What is expected:
Lay out every line of the rows below as a JSON list of strings, one string per line, with blank lines left out.
# # # # #
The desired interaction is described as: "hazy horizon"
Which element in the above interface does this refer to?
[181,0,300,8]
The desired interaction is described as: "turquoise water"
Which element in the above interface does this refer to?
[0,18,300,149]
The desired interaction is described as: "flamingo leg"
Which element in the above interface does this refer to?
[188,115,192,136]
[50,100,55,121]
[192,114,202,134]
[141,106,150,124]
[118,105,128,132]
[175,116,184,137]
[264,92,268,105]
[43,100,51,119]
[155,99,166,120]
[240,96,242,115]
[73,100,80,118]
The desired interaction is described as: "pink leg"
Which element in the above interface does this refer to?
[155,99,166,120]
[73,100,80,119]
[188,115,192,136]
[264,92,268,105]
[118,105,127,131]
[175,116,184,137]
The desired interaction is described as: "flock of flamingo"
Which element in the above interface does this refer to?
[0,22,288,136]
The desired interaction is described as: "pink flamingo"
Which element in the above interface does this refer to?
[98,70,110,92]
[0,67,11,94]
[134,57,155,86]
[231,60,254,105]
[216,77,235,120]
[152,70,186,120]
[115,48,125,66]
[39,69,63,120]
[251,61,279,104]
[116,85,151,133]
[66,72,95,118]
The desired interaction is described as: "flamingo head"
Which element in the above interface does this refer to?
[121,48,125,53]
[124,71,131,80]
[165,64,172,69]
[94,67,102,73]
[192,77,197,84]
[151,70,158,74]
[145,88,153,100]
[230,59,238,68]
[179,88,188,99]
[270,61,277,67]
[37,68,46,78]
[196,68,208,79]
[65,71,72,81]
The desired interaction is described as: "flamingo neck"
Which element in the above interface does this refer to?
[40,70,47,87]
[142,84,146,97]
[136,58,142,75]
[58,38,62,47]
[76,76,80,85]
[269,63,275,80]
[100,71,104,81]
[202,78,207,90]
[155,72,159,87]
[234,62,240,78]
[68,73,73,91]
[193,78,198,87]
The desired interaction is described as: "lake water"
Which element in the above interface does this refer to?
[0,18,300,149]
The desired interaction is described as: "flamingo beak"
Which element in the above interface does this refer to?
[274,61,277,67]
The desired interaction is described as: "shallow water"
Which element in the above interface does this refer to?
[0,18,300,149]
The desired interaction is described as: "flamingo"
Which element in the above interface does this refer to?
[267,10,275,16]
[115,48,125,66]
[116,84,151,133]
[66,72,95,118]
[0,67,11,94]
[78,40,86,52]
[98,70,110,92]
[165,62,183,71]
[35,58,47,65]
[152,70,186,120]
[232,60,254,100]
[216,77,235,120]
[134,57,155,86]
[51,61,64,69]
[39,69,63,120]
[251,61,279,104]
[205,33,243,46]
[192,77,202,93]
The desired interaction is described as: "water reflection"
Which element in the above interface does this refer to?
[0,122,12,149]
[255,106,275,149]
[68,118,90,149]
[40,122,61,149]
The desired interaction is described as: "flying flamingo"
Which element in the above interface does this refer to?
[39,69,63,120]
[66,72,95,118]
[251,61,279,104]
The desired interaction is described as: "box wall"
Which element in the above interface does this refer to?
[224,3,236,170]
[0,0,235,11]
# # # # #
Expected output:
[
  "The desired interaction is described as: \"hazy horizon\"",
  "Which element in the above interface does this refer to?",
  "[181,0,300,8]",
  "The desired interaction is described as: \"turquoise water\"",
  "Which element in the above interface does this refer to?",
  "[0,18,300,149]",
  "The desired interaction is described as: \"flamingo leg\"",
  "Which element in the above interface does this refer to?",
  "[188,115,192,136]",
  "[50,100,55,121]",
  "[192,114,202,134]",
  "[141,106,150,124]",
  "[118,105,128,132]",
  "[175,116,184,137]",
  "[264,92,268,105]",
  "[43,100,51,119]",
  "[155,99,166,120]",
  "[240,96,242,115]",
  "[73,100,80,118]",
  "The desired interaction is described as: \"pink leg\"",
  "Which element in the above interface does this refer to?",
  "[155,99,166,120]",
  "[73,100,80,119]",
  "[188,115,192,136]",
  "[264,92,268,105]",
  "[118,105,127,131]",
  "[175,116,184,137]",
  "The desired interaction is described as: \"flock of flamingo\"",
  "Which element in the above interface does this refer to?",
  "[0,22,288,136]",
  "The desired interaction is described as: \"pink flamingo\"",
  "Which element in the above interface does this refer to?",
  "[98,70,110,92]",
  "[0,67,11,94]",
  "[134,57,155,86]",
  "[231,60,254,105]",
  "[216,77,235,120]",
  "[152,70,186,120]",
  "[115,48,125,66]",
  "[39,69,63,120]",
  "[251,61,279,104]",
  "[116,85,151,133]",
  "[66,72,95,118]",
  "The desired interaction is described as: \"flamingo head\"",
  "Which element in the above interface does this refer to?",
  "[121,48,125,53]",
  "[124,71,131,80]",
  "[165,64,172,69]",
  "[94,67,102,73]",
  "[192,77,197,84]",
  "[151,70,158,74]",
  "[145,88,153,100]",
  "[230,59,238,68]",
  "[179,88,188,99]",
  "[270,61,277,67]",
  "[37,68,46,78]",
  "[196,68,208,79]",
  "[65,71,72,81]",
  "The desired interaction is described as: \"flamingo neck\"",
  "Which element in the above interface does this refer to?",
  "[40,70,47,87]",
  "[142,84,146,97]",
  "[136,58,142,75]",
  "[58,38,62,47]",
  "[76,76,80,85]",
  "[269,63,275,80]",
  "[100,71,104,81]",
  "[202,78,207,90]",
  "[155,72,159,87]",
  "[234,62,240,78]",
  "[68,73,73,91]",
  "[193,78,198,87]",
  "The desired interaction is described as: \"lake water\"",
  "Which element in the above interface does this refer to?",
  "[0,18,300,149]",
  "The desired interaction is described as: \"flamingo beak\"",
  "Which element in the above interface does this refer to?",
  "[274,61,277,67]",
  "The desired interaction is described as: \"shallow water\"",
  "Which element in the above interface does this refer to?",
  "[0,18,300,149]",
  "The desired interaction is described as: \"flamingo\"",
  "Which element in the above interface does this refer to?",
  "[267,10,275,16]",
  "[115,48,125,66]",
  "[116,84,151,133]",
  "[66,72,95,118]",
  "[0,67,11,94]",
  "[78,40,86,52]",
  "[98,70,110,92]",
  "[165,62,183,71]",
  "[35,58,47,65]",
  "[152,70,186,120]",
  "[232,60,254,100]",
  "[216,77,235,120]",
  "[134,57,155,86]",
  "[51,61,64,69]",
  "[39,69,63,120]",
  "[251,61,279,104]",
  "[205,33,243,46]",
  "[192,77,202,93]",
  "The desired interaction is described as: \"water reflection\"",
  "Which element in the above interface does this refer to?",
  "[0,122,12,149]",
  "[255,106,275,149]",
  "[68,118,90,149]",
  "[40,122,61,149]",
  "The desired interaction is described as: \"flying flamingo\"",
  "Which element in the above interface does this refer to?",
  "[39,69,63,120]",
  "[66,72,95,118]",
  "[251,61,279,104]",
  "The desired interaction is described as: \"box wall\"",
  "Which element in the above interface does this refer to?",
  "[224,3,236,170]",
  "[0,0,235,11]"
]